==== Record set

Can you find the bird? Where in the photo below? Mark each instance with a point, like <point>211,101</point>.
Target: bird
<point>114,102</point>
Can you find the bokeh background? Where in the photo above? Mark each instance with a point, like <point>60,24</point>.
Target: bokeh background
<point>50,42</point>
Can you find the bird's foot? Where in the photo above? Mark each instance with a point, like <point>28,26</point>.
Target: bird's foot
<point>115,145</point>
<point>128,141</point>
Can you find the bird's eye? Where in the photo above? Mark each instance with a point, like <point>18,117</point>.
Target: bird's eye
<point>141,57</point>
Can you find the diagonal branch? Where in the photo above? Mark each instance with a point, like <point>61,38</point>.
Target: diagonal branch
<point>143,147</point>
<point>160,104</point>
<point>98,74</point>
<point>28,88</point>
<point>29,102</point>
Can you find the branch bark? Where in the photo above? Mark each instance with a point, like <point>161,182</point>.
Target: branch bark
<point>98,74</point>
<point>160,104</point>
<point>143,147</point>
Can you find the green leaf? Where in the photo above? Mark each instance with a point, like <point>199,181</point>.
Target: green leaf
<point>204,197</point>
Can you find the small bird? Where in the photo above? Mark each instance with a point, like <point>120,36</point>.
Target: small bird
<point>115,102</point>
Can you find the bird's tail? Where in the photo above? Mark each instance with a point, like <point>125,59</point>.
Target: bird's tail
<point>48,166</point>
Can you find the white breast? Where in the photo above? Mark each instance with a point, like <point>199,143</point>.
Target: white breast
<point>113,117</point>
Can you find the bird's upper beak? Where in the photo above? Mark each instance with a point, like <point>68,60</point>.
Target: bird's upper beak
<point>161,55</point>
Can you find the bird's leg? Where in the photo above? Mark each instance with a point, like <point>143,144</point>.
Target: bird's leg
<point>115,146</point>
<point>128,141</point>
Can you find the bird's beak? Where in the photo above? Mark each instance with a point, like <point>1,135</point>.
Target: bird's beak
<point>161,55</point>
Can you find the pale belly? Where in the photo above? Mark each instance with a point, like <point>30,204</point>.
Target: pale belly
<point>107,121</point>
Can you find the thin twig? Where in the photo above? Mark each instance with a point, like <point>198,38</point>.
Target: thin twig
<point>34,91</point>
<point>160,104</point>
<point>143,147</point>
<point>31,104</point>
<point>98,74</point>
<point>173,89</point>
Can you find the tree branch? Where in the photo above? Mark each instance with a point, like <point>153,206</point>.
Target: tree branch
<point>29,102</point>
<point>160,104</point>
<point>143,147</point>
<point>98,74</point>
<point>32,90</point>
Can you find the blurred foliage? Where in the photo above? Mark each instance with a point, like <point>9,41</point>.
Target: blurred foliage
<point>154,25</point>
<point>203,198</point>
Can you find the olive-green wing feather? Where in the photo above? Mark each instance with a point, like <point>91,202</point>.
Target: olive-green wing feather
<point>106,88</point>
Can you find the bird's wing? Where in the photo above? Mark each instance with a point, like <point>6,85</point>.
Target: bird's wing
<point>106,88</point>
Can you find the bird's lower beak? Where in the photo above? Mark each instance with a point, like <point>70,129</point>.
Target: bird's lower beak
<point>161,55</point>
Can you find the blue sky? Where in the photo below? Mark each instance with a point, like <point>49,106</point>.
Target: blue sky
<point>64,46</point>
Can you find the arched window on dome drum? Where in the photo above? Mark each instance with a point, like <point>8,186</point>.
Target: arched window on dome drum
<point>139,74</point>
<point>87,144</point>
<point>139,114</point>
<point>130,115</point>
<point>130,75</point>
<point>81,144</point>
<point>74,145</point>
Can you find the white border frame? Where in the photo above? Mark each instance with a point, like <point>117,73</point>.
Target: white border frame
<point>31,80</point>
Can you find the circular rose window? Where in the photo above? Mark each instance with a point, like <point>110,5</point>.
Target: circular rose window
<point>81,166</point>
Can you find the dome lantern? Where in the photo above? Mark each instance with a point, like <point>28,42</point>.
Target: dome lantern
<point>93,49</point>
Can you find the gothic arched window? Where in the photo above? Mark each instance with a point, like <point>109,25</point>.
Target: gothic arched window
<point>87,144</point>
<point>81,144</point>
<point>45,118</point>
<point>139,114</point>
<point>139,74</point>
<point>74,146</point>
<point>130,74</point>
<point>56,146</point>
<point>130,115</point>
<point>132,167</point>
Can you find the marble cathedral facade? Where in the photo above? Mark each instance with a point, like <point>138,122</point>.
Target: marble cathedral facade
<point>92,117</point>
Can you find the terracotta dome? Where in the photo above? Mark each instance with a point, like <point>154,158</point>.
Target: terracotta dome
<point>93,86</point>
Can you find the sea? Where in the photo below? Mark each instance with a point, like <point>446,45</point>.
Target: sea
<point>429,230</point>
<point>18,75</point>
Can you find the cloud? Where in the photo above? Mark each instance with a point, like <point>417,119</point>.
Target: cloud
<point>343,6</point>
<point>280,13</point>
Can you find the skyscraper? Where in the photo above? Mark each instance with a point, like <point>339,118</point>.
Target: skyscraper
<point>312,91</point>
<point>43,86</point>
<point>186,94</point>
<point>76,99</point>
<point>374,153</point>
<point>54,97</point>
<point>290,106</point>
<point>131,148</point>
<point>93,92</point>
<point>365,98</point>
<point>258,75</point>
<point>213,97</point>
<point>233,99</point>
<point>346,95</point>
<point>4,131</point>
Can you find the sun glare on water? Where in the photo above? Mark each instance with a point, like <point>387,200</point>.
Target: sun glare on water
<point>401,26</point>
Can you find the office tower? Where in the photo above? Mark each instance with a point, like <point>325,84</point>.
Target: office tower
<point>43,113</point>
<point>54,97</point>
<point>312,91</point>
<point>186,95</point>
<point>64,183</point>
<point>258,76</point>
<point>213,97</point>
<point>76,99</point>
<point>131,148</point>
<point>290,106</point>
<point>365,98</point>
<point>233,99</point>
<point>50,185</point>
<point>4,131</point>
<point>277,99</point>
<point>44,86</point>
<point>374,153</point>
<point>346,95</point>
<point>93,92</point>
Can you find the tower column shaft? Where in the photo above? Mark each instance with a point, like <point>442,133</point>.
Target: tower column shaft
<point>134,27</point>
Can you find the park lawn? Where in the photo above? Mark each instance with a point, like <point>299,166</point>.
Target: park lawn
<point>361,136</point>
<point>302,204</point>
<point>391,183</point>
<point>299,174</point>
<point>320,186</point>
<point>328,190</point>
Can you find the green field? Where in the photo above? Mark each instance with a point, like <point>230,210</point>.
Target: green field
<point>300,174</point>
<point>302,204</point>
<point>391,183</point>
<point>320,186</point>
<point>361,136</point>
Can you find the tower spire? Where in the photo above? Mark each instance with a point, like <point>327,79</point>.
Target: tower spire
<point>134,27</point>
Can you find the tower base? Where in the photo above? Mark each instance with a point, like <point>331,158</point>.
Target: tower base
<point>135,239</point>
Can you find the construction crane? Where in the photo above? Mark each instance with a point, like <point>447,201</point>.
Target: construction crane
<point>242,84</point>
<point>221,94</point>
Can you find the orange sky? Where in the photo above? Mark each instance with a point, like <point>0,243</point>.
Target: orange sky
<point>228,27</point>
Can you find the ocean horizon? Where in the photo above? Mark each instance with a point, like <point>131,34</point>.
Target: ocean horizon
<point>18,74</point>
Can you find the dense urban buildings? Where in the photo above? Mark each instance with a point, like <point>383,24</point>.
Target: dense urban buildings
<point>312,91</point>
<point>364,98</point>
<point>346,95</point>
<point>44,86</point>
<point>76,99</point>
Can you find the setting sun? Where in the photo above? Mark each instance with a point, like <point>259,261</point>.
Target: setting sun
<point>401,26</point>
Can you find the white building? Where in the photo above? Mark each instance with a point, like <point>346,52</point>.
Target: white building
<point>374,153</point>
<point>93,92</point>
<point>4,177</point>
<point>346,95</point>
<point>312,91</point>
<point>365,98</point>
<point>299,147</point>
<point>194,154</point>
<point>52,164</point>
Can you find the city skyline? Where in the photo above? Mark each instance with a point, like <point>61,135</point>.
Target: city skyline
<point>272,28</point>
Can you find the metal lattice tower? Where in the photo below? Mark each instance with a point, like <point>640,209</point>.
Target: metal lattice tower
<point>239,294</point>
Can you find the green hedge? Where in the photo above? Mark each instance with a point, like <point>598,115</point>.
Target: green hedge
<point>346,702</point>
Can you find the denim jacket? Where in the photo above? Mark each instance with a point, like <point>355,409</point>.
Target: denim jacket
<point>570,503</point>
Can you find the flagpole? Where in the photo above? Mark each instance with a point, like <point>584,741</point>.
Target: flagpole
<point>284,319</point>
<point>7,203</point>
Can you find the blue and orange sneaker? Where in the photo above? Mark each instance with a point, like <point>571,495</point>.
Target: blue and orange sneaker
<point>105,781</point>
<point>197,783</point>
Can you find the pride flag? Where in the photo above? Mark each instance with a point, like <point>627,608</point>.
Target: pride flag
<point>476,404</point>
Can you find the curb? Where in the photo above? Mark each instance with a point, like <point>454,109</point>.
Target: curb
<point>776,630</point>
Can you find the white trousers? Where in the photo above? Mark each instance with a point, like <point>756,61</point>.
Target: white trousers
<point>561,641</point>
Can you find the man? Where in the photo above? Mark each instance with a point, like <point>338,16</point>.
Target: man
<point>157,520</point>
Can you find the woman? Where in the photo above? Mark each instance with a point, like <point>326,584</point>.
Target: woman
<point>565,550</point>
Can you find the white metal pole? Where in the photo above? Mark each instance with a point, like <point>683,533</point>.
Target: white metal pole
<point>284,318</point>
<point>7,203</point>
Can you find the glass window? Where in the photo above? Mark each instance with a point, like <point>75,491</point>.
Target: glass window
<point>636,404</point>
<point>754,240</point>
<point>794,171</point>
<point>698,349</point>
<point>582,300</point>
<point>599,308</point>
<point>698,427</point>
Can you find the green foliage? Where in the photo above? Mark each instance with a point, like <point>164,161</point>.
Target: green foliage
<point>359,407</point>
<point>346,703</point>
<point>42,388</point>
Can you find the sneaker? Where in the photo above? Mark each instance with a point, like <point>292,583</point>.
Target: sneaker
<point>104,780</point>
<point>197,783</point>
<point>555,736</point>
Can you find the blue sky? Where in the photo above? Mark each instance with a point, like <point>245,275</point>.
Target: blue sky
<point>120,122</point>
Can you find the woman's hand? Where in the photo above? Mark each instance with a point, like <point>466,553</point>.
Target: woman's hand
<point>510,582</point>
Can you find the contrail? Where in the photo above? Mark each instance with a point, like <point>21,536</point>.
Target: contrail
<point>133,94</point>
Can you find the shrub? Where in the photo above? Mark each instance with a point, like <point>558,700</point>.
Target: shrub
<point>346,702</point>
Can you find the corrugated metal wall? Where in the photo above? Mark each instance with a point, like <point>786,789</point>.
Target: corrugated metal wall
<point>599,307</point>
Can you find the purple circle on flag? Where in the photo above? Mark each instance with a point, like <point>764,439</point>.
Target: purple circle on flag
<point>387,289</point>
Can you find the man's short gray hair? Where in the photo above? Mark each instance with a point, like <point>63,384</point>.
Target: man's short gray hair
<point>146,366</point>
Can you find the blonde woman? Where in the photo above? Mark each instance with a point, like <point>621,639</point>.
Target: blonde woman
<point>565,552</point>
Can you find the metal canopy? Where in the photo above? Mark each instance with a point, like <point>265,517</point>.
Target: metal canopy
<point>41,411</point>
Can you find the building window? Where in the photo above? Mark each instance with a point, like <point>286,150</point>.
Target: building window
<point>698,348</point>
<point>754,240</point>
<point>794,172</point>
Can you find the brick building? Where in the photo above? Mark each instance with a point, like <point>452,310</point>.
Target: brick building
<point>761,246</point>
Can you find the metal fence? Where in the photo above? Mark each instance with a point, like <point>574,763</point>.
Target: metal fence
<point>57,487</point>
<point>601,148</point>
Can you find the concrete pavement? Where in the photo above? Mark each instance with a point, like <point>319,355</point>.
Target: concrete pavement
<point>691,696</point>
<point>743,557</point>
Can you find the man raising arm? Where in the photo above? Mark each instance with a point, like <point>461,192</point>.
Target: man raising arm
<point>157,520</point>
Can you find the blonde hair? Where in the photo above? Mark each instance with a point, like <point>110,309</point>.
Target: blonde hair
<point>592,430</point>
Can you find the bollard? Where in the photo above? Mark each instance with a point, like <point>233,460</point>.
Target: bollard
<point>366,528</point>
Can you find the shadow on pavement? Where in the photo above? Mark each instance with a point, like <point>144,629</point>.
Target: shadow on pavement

========

## Stated task
In the records above, rewrite the part that opens with the line containing "Can you find the blue and" and closes with the line containing "<point>476,404</point>" as a numbered list, one line per item with blank lines omitted.

## Finished answer
1. Can you find the blue and orange sneaker? Where in the photo above? Mark each instance with a point, like <point>571,495</point>.
2. Target: blue and orange sneaker
3. <point>105,781</point>
4. <point>197,783</point>
5. Can you find the pride flag? Where in the photo above? Mark each instance with a point, like <point>627,608</point>.
6. Target: pride flag
7. <point>476,404</point>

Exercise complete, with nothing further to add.